Page excerpt:
P2P Lending Best Practices: Diversification

Any blog about P2P lending as an investment talks about diversification. Many of these blogs, including great blogs from different perspectives than mine that I read regularly like Lending Memo or Nickel Steamroller advocate heavy diversification. By heavy, I mean advocating a strategy of putting very small amounts like the $25 minimum or $50 across tens or hundreds of loans. For instance, they would deploy $5000 into $25 increments into 200 loans or 100 loans of $50.

The value of this strategy is that it lowers default risk overall as the risk is spread throughout many many loans instead of in fewer loans where a default hurts portfolio performance more, which is how I do it.  Another advantage is that the law of large numbers, something we have discussed before here, works in favor of this strategy as most people pay their bills most of the time.  When you don't understand alot about Credit, this is a great strategy.  There's one big downside though.  By incorporating so many loans into your portfolio, you practically guarantee that you will get a default, even if it's for a small amount.

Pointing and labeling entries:
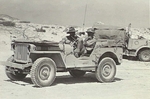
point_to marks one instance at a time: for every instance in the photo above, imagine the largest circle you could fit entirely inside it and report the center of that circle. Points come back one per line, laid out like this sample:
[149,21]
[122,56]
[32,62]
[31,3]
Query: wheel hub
[106,70]
[44,73]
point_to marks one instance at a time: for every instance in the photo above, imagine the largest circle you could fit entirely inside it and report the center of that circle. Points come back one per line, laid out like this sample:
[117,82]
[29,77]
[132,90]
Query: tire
[106,70]
[15,76]
[77,73]
[144,55]
[43,72]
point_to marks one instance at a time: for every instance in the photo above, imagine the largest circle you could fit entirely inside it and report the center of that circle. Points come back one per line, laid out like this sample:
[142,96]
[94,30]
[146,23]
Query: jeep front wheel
[77,73]
[13,75]
[106,70]
[144,55]
[43,72]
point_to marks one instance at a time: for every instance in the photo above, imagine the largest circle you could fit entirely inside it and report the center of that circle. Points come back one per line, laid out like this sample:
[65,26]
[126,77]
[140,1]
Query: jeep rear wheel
[43,72]
[13,75]
[106,70]
[77,73]
[144,55]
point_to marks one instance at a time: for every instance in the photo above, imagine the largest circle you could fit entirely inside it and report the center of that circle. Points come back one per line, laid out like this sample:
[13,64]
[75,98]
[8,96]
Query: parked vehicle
[42,59]
[139,47]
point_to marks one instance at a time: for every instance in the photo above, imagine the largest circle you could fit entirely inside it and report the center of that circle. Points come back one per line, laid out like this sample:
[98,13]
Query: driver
[86,46]
[72,37]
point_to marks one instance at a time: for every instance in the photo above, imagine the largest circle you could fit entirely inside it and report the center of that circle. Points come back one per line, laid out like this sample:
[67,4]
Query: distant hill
[4,17]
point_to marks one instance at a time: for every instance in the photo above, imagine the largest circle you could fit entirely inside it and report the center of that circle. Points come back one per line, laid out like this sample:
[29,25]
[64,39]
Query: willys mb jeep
[42,59]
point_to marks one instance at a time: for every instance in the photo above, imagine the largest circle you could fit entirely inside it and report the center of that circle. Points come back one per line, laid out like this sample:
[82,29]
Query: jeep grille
[21,52]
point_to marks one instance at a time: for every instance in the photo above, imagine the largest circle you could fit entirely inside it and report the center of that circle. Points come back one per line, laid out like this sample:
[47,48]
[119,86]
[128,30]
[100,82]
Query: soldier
[86,46]
[71,37]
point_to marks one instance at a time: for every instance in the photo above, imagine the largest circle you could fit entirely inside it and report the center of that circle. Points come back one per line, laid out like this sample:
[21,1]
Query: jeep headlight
[31,47]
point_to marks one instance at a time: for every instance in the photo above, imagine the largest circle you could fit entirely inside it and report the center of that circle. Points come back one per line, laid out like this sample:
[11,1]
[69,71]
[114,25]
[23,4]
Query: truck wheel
[106,70]
[77,73]
[13,75]
[144,55]
[43,72]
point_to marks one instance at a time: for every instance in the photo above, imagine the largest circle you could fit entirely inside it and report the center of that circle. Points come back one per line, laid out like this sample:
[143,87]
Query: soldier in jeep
[71,36]
[86,46]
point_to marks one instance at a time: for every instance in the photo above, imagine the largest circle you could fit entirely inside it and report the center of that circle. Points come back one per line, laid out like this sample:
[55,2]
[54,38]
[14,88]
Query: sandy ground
[132,81]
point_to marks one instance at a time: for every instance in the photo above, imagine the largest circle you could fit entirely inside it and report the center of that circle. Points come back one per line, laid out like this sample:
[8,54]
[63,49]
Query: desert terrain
[132,80]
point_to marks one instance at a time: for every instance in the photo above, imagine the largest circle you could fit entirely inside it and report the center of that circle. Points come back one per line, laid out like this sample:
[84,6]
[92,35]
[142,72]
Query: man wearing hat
[71,36]
[86,46]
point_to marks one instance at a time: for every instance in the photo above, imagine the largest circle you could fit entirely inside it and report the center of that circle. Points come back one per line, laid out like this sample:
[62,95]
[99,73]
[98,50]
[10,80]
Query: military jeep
[42,59]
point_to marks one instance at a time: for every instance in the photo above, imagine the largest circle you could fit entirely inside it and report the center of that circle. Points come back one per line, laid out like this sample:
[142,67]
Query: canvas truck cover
[110,33]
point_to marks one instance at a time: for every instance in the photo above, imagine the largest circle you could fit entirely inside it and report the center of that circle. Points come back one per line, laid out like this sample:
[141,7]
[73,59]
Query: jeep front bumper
[16,65]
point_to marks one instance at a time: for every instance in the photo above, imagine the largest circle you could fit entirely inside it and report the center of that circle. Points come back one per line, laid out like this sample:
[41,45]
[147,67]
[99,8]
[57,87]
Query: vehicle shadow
[88,78]
[130,58]
[64,79]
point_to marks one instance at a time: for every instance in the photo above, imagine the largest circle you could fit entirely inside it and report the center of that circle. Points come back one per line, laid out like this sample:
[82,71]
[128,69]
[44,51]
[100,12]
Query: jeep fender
[141,48]
[116,58]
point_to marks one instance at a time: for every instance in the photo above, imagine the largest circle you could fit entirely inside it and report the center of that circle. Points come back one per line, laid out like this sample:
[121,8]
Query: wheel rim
[106,71]
[44,73]
[146,56]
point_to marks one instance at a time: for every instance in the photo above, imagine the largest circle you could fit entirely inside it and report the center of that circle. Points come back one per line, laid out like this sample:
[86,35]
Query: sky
[72,12]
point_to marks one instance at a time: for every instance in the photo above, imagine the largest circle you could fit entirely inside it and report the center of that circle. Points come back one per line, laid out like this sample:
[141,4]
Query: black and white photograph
[74,49]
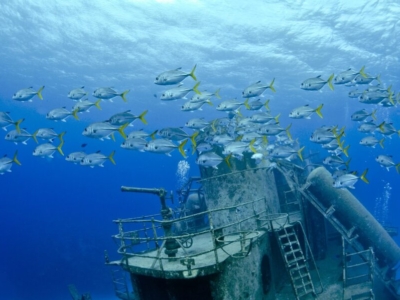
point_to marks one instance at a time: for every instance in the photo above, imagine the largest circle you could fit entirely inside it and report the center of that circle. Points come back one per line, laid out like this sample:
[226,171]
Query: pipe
[350,212]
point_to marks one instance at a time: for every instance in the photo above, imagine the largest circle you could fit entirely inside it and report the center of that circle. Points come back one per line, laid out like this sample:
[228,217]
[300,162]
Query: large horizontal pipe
[350,212]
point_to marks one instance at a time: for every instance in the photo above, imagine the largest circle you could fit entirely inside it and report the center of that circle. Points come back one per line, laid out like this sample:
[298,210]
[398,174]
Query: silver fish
[108,93]
[75,157]
[27,94]
[47,150]
[6,163]
[103,130]
[256,89]
[126,117]
[97,159]
[348,180]
[85,105]
[174,76]
[164,146]
[209,159]
[316,83]
[134,144]
[178,92]
[304,112]
[77,94]
[61,114]
[348,76]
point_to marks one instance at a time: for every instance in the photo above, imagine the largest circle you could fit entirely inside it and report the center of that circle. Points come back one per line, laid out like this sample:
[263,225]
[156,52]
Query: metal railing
[148,239]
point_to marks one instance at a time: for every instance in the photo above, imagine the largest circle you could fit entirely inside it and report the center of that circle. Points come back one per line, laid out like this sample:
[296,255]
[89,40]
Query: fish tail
[378,78]
[299,153]
[153,135]
[362,73]
[347,163]
[330,82]
[121,130]
[363,176]
[60,146]
[39,93]
[373,114]
[380,126]
[271,86]
[226,159]
[213,125]
[346,150]
[318,111]
[17,125]
[193,138]
[180,148]
[277,118]
[61,135]
[246,103]
[123,95]
[111,157]
[381,143]
[252,147]
[97,103]
[75,114]
[141,117]
[195,88]
[34,136]
[192,73]
[391,98]
[217,94]
[288,132]
[15,158]
[266,104]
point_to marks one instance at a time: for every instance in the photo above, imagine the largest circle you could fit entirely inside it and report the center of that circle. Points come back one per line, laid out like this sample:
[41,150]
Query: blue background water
[55,217]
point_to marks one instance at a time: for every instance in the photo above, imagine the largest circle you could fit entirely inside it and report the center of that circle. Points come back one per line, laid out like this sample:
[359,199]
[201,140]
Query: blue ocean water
[56,217]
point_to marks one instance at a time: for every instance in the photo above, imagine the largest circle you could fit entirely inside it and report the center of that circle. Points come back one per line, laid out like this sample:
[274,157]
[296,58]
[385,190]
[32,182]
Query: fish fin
[121,130]
[252,147]
[288,132]
[217,94]
[330,82]
[17,125]
[363,176]
[271,86]
[111,157]
[381,143]
[266,104]
[362,73]
[123,95]
[180,147]
[226,159]
[34,136]
[299,153]
[141,117]
[15,158]
[246,103]
[97,103]
[318,111]
[195,88]
[193,138]
[192,73]
[277,118]
[39,93]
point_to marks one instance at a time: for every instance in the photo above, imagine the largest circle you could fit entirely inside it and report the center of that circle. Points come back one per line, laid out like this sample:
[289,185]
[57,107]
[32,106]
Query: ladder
[120,285]
[295,262]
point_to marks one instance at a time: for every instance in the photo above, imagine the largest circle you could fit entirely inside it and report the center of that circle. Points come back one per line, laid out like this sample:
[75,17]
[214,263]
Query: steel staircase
[295,262]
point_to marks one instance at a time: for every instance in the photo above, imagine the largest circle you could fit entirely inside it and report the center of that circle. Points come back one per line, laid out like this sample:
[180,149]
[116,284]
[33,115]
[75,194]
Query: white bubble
[182,173]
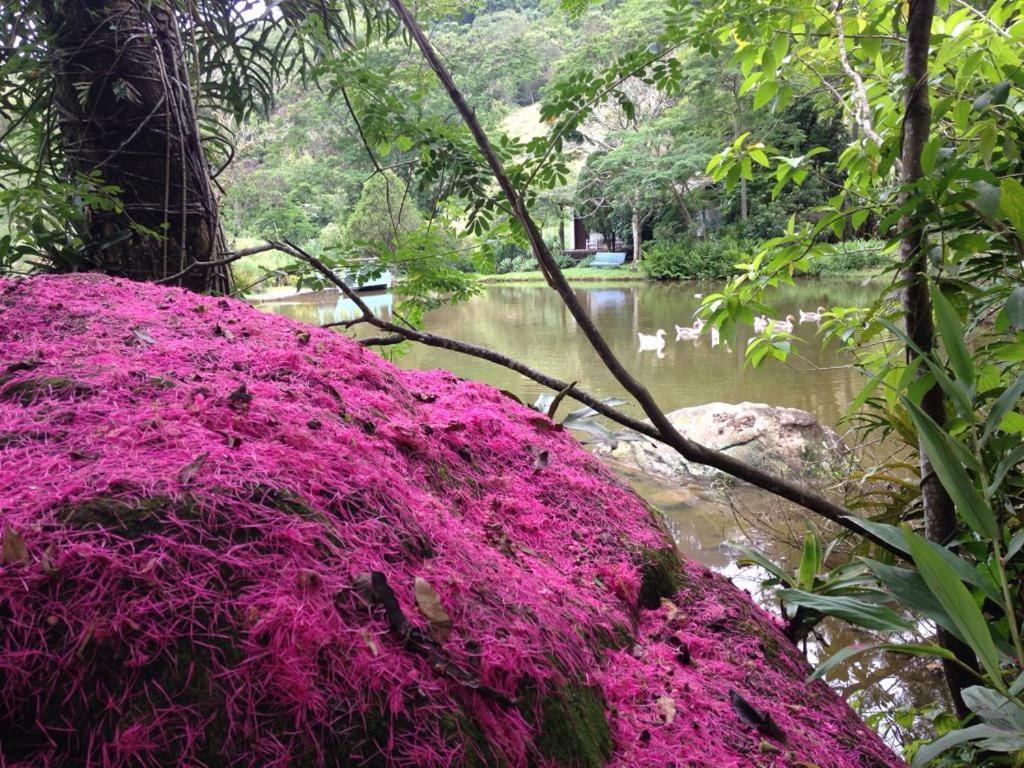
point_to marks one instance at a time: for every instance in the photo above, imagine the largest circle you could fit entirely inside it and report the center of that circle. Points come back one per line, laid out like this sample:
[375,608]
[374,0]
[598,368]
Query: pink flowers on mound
[193,498]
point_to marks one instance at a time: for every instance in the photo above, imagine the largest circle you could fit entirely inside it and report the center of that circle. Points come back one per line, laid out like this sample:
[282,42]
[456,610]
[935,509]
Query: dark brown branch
[381,341]
[667,433]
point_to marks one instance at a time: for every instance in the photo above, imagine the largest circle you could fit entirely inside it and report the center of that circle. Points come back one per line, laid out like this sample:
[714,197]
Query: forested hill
[638,165]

Problem: Resume the P2P lending diversification post from its final sentence, keeping its first-person voice.

Exercise output:
I don't do this strategy of putting very low amounts across many loans. If you've seen any of my Portfolio Reports, then you already know that.  My whole philosophy is that understanding Credit, how it works and how people behave regarding their Credit, can allow us to get the same reduced risk of default without having to spread out over a hundred loans.  It also means there is potential for greater returns if we select our loans and rates of interest that they pay wisely.  The one downside is that my risk is a little more concentrated so a default will hurt me a little bit more, if it happens.

How do you do it? and why?


About the author

Stu Stu Lustman, the author of this post, is a Credit Analyst by trade trying to bring Commercial Credit Analysis techniques to the world of Peer to Peer Lending. Check me out on Twitter, LinkedIn and Google+

5 thoughts on “P2P Lending Best Practices: Diversification”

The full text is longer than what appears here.